- [Required action]: Exact reproduction required: the lines below from the line with "Write each point like <point>275,215</point>." to the line with "Write each point like <point>119,82</point>.", both ends included, and no others.
─── Given records ───
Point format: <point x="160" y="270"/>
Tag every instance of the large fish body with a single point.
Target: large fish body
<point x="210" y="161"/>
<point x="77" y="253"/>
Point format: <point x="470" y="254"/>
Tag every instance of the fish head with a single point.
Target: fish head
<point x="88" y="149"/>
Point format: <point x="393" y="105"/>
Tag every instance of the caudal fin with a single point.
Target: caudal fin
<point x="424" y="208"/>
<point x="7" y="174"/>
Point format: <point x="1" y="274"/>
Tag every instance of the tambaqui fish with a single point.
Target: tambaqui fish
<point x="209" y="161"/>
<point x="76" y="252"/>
───
─── Given records ───
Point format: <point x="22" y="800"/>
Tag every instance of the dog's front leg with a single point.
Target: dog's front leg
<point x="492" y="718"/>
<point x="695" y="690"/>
───
─── Given records ───
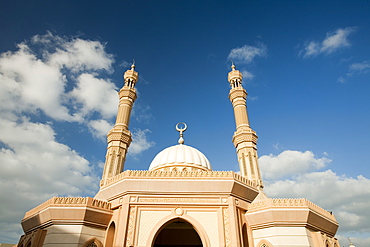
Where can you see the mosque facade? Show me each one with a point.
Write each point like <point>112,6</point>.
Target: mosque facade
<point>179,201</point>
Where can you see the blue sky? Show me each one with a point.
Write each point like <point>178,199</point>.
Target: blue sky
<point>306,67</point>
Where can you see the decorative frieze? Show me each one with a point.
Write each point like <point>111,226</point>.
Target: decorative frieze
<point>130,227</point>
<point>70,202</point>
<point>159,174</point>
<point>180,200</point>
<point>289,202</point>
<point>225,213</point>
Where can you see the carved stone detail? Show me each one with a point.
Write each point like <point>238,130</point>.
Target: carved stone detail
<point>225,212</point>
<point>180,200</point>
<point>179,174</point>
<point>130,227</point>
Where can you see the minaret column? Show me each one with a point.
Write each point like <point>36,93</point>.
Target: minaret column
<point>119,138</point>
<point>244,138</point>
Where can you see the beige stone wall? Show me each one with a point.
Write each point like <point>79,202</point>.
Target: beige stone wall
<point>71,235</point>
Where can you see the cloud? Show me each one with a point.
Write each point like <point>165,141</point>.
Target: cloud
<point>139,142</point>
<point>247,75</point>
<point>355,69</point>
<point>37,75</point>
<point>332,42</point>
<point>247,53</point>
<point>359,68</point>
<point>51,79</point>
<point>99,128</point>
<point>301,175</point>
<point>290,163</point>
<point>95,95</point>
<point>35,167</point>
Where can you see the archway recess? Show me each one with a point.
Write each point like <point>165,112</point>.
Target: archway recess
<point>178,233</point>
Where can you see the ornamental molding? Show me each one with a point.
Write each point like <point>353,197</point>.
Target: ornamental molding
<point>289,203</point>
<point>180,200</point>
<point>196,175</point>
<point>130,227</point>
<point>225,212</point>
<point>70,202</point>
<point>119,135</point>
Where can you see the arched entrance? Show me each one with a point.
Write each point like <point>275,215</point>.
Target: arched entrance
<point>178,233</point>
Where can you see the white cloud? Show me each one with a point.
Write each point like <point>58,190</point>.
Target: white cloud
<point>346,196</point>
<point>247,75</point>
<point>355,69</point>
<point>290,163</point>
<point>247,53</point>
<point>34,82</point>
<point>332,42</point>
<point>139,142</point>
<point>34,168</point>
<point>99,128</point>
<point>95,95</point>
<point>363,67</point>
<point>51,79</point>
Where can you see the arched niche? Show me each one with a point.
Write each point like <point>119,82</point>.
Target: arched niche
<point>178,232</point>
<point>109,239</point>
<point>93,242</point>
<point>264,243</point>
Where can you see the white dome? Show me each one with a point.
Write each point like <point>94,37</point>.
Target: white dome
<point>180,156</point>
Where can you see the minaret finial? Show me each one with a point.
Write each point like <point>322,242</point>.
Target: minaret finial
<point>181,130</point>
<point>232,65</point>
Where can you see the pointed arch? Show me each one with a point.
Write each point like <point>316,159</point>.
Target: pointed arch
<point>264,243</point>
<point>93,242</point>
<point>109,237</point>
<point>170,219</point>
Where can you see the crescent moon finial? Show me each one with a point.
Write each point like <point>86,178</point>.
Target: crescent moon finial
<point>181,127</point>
───
- [Written solution]:
Write each point like <point>275,215</point>.
Target: arched entrance
<point>178,233</point>
Where can you see the white cloud? Show me each one with a point.
Write each point like <point>58,190</point>.
Target: white cloud
<point>346,196</point>
<point>247,75</point>
<point>355,69</point>
<point>290,163</point>
<point>247,53</point>
<point>34,82</point>
<point>332,42</point>
<point>139,142</point>
<point>34,168</point>
<point>99,128</point>
<point>95,95</point>
<point>363,67</point>
<point>51,79</point>
Where can you see the arched niche? Show me each one with a point.
Write each point like <point>119,82</point>.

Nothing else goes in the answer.